REQUIRED ACTION.
The answer must be the full data, restated word for word, with no pictures in it.

Segment Start: LISTED ENTRIES

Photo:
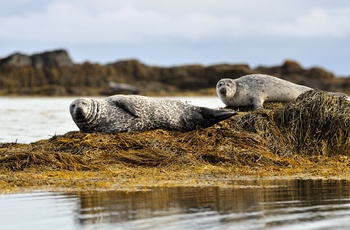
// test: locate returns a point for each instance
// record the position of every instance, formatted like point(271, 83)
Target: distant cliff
point(54, 73)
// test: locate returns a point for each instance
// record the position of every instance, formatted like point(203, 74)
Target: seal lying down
point(255, 89)
point(122, 113)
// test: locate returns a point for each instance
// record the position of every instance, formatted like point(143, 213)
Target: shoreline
point(281, 142)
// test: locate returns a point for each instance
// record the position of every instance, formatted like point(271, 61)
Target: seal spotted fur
point(255, 89)
point(125, 113)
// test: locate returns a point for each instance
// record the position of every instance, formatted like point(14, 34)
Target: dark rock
point(16, 59)
point(56, 58)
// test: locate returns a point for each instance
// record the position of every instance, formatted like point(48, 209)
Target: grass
point(308, 138)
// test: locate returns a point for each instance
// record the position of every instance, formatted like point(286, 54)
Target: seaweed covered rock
point(317, 123)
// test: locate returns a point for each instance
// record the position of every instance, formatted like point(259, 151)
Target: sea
point(254, 204)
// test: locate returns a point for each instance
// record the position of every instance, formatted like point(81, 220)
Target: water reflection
point(256, 204)
point(296, 204)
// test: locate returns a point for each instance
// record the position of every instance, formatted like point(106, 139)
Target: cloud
point(150, 21)
point(319, 22)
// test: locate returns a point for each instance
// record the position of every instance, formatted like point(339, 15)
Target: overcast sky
point(165, 33)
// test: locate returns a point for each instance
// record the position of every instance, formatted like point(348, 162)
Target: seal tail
point(213, 116)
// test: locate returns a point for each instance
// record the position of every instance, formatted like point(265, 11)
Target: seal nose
point(223, 91)
point(79, 113)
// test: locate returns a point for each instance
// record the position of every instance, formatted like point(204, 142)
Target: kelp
point(308, 135)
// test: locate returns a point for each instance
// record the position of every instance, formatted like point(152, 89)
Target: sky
point(169, 33)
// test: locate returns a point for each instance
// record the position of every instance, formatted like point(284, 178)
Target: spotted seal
point(255, 89)
point(125, 113)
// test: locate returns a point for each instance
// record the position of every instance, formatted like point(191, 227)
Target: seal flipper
point(213, 116)
point(124, 104)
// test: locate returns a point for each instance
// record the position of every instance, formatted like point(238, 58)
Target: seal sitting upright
point(125, 113)
point(255, 89)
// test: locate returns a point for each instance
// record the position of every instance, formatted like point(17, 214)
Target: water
point(293, 204)
point(296, 204)
point(26, 120)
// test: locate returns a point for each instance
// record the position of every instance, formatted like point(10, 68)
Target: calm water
point(27, 120)
point(297, 204)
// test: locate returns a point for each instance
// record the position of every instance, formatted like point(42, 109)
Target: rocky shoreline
point(308, 138)
point(53, 73)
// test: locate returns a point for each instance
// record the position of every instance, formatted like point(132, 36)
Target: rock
point(16, 59)
point(56, 58)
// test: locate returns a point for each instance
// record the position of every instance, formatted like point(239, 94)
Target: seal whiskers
point(255, 89)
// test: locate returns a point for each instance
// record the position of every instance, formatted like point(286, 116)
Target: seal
point(255, 89)
point(126, 113)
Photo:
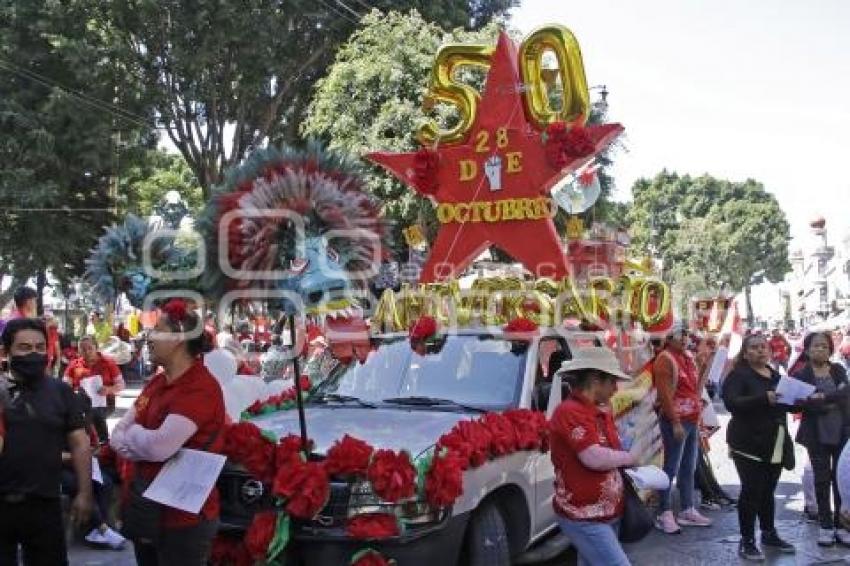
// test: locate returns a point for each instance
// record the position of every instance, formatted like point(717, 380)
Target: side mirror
point(554, 395)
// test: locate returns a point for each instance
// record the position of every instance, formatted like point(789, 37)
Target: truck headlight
point(413, 513)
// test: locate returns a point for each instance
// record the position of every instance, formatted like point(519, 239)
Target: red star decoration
point(535, 243)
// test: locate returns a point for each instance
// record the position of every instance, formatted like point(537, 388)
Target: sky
point(734, 88)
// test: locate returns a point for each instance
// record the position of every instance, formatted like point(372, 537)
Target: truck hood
point(390, 428)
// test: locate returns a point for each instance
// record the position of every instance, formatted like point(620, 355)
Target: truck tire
point(487, 538)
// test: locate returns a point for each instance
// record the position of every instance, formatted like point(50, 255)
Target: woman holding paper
point(823, 430)
point(181, 407)
point(587, 456)
point(759, 443)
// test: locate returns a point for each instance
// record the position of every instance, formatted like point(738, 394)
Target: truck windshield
point(479, 370)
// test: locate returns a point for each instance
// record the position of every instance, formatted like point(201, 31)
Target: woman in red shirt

Segment End: LISTED ENTRIES

EXERCISE OUTPUT.
Photo:
// test: locate returns a point for each instance
// record the position of every instance, formatted like point(271, 83)
Target: distant cliff
point(54, 73)
// test: locate returns a point for each instance
// record the position of every instance, formatted like point(203, 74)
Target: seal lying down
point(255, 89)
point(122, 113)
// test: locate returns a point for each instance
// record the position of every instance, formatted like point(143, 213)
Target: shoreline
point(281, 142)
// test: locate returns a point for each instance
// record the position of every instance, formatted like point(271, 61)
Target: seal spotted fur
point(255, 89)
point(125, 113)
// test: locate returns a point for each instance
// record the position of every instance, formatted like point(14, 34)
Target: dark rock
point(16, 59)
point(56, 58)
// test: locate returns a point for each instance
// record the position of every instance, formatted like point(48, 209)
Target: grass
point(308, 138)
// test: locate returns a point for each instance
// record the position of every instance, formatted like point(286, 54)
Target: seaweed covered rock
point(317, 123)
// test: locate returns a point for each instance
// record the position of every instance, formatted like point(259, 151)
Target: sea
point(254, 204)
// test: locate returns a point for each instance
// record the position of every instance, formatted like point(81, 220)
Target: water reflection
point(256, 204)
point(296, 204)
// test: locate returns a point for each instance
// record the position of every instance, formatted like point(106, 139)
Target: cloud
point(150, 21)
point(319, 22)
// test: locate returns a point for each instance
// record the position of every instance, formatted like point(339, 15)
Target: overcast sky
point(165, 33)
// test: locate returns a point for each instance
// record the position of every instance, formatted like point(348, 162)
Target: seal tail
point(213, 116)
// test: locate returns a point for each instance
// record the position of every instance, formatted like point(265, 11)
Target: seal nose
point(223, 91)
point(79, 113)
// test: locate returns a point for each instance
// record the position of every instance, formatted like point(204, 142)
Target: kelp
point(308, 135)
// test: locate returns a point for each instance
// record the position of every instance, formatted like point(152, 89)
Target: sky
point(169, 33)
// test: locate returns a point for each instance
// record the position of every instance, formatted like point(284, 178)
Target: spotted seal
point(255, 89)
point(125, 113)
// test: locate returns a point for each instance
// record the position of every instance, formatted like point(191, 227)
Target: seal flipper
point(213, 116)
point(124, 104)
// test: locate returns a point for each instance
// record the position of every instance, formatted like point(238, 58)
Target: seal sitting upright
point(125, 113)
point(255, 89)
// test: locate returns a point for each instance
// record the position of every instance, formatted like point(17, 214)
Target: water
point(293, 204)
point(296, 204)
point(26, 120)
// test: locate returns a point for each instance
// record the position of every instance, formatted like point(10, 68)
Target: calm water
point(27, 120)
point(297, 204)
// test: locate returns a point for each instance
// record the position of every instance, formatted like point(42, 109)
Target: rocky shoreline
point(308, 138)
point(53, 73)
// test: locate returns a point for each instance
// record the position of every instance, formatted like point(132, 36)
Target: rock
point(16, 59)
point(56, 58)
// test: locate returns a point for each instance
// record the position of every instance, formatted like point(239, 94)
Target: seal whiskers
point(255, 89)
// test: locate returns a point for each instance
// record the position of every instance, formatted like point(286, 116)
Target: seal
point(255, 89)
point(126, 113)
Photo:
// test: locate returns a point for each instance
// record the position of every instance, formatted like point(717, 380)
Target: side mirror
point(554, 395)
// test: locate returns a point for each instance
// record the position of every instance, formatted like point(789, 37)
Target: truck headlight
point(413, 513)
// test: locate returns a point for each instance
// record the position of every instance, formatted like point(519, 239)
Target: red star decoration
point(535, 243)
// test: locate returns a point for each instance
// record the position of every instance, formatted like point(537, 388)
Target: sky
point(734, 88)
// test: locate returns a point for each instance
// record the position of every instance, formatted like point(372, 537)
Target: truck hood
point(390, 428)
// test: locate returns a point for each instance
// record the position of every instance, formatted like point(620, 355)
Target: truck tire
point(487, 538)
// test: locate returns a point for each instance
// record the position of every instance, formatted like point(50, 255)
Target: woman holding paper
point(823, 430)
point(181, 407)
point(587, 456)
point(759, 443)
// test: locate returns a point for each instance
// record the position of every instance, formatted like point(738, 394)
Target: truck windshield
point(479, 370)
// test: locate returns a point for each instance
// record the position of every instance, formatted like point(201, 31)
Target: woman in red shirt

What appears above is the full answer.